» Exercise details:
Reproduce the rows below with every "pinpoint" changed to "locate" and nothing else altered. Leave the pictures out of your version.

** BEGIN **

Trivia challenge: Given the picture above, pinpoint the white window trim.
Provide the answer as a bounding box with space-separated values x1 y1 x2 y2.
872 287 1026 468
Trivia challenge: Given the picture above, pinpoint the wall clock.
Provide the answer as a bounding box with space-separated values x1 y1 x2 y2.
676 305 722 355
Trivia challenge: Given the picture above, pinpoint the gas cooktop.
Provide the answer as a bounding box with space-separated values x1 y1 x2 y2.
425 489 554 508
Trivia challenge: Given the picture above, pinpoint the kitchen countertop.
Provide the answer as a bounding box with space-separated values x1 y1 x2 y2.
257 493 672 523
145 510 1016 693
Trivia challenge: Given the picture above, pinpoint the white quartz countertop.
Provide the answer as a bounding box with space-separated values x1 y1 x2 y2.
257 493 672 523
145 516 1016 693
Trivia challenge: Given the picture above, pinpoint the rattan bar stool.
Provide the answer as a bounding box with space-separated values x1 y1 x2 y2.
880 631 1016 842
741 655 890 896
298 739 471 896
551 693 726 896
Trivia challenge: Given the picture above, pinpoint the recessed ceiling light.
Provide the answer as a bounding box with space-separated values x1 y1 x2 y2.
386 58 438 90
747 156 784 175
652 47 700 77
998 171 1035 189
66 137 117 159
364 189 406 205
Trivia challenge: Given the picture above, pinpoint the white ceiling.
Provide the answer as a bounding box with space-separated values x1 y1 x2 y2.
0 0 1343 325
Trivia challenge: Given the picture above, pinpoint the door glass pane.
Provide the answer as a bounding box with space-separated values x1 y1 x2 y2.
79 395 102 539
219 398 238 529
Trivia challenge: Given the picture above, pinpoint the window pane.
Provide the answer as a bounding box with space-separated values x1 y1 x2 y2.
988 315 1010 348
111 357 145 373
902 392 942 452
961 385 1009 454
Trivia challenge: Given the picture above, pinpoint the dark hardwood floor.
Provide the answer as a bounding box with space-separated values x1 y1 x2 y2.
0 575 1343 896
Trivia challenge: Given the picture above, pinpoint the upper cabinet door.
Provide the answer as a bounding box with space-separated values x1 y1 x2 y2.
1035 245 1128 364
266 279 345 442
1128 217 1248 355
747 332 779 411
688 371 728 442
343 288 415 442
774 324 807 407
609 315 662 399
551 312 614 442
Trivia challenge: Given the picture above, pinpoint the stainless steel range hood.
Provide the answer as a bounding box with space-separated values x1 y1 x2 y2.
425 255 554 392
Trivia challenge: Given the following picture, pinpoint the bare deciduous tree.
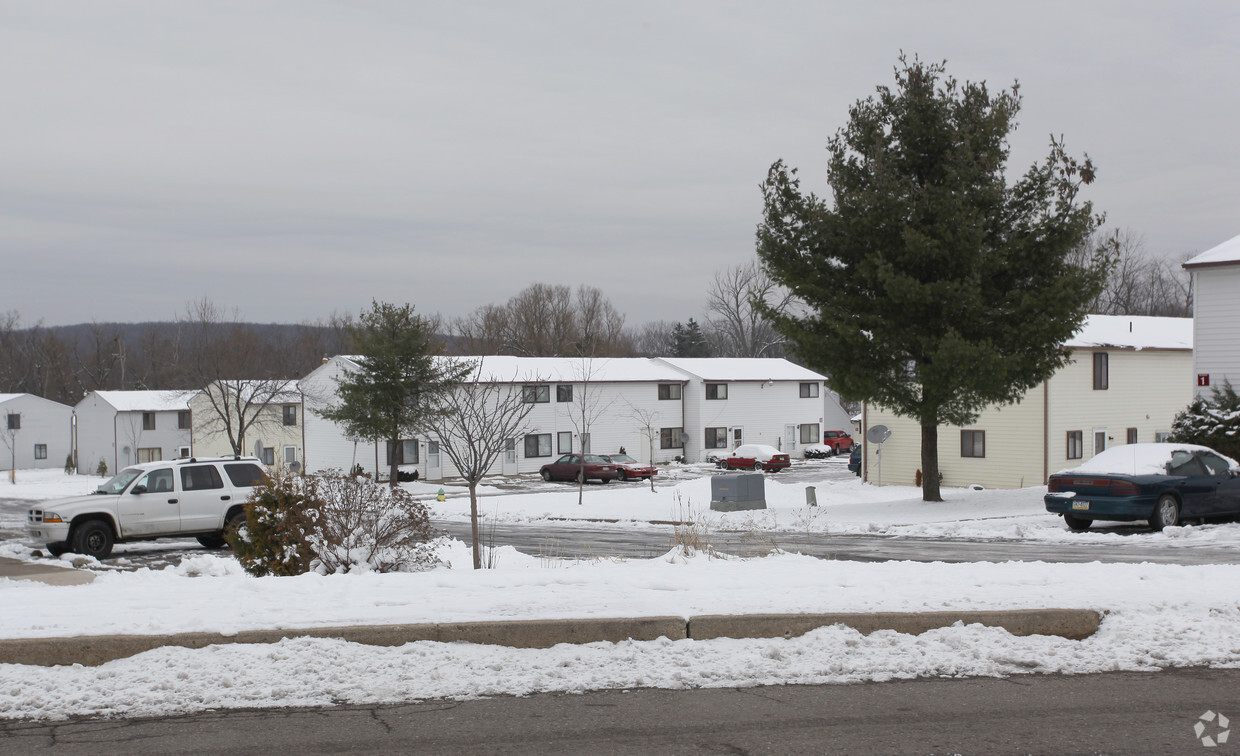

** END **

» Exercise solution:
Trivia challenge: Given the picture above, locate the white window trim.
Provide the answer as a bounding box with space-separated values x1 y1 x2 y2.
872 287 1026 468
Trivia challenge: Given the picture above, locate the wall clock.
Provide the answer as a bounding box with space-separated values x1 y1 x2 y2.
676 305 722 355
Trivia challenge: Given the picture above, locate the gas cooktop.
Provide the answer as a bounding box with space-separated values x1 y1 x2 y2.
425 489 554 508
Trivia challenge: Given the picture above, locate the kitchen countertop.
Provide the answer as a bounding box with space-separated values x1 y1 x2 y2.
257 493 672 523
145 510 1016 693
Trivia challenge: Given the picture above, locate the white quartz countertop.
Provide the answer as a bounding box with space-separated values x1 y1 x2 y2.
257 493 672 523
145 516 1016 693
Trivia challenge: Given the picture above, locate the rattan bar stool.
Provide the answer as a bounding box with space-separated values x1 y1 x2 y2.
880 631 1016 842
741 655 890 896
298 739 471 896
551 693 726 896
Trivia challenge: Given the picture above, locate the recessed ceiling light.
Provide the answer as a bounding box with space-separated values x1 y1 x2 y2.
386 58 438 90
747 156 784 175
652 47 700 77
998 171 1035 189
66 137 117 159
364 189 406 205
Trivia challenge: Given the picture above, locate the white ceiling.
Provide the answer as a bounding box with space-separated values x1 y1 x2 y2.
0 0 1343 325
Trivia challenge: Given the picture above, locate the door glass pane.
Provide the answer as a bounding box with space-separated values x1 y1 x2 y2.
79 395 102 539
219 398 238 529
Trivia challenge: Given the picture above, locate the window pane.
Provide the answer as a bounding box with space-separated values x1 y1 x2 y2.
988 315 1010 348
111 357 145 373
902 392 942 452
961 385 1009 454
Trivia challenge: Given the picture above, locate the dark hardwood floor.
Provide the answer as a bounding box with space-separated values x1 y1 x2 y2.
0 575 1343 896
Trivia challenge: Given the picture above, locate the upper cabinet door.
Provide the answer as a bounding box with space-separated values x1 y1 x2 y2.
1035 245 1128 364
266 279 345 442
1128 217 1248 355
747 332 779 411
688 371 728 442
343 288 415 442
774 324 807 407
609 315 662 399
551 312 614 442
Trivia challenge: Given the picture above, locate the stainless steel range hood.
Provide the answer as a bounding box with space-separated values x1 y1 x2 y2.
425 255 554 392
Trivia challenge: Given the following picture, locate the bare deciduous tree.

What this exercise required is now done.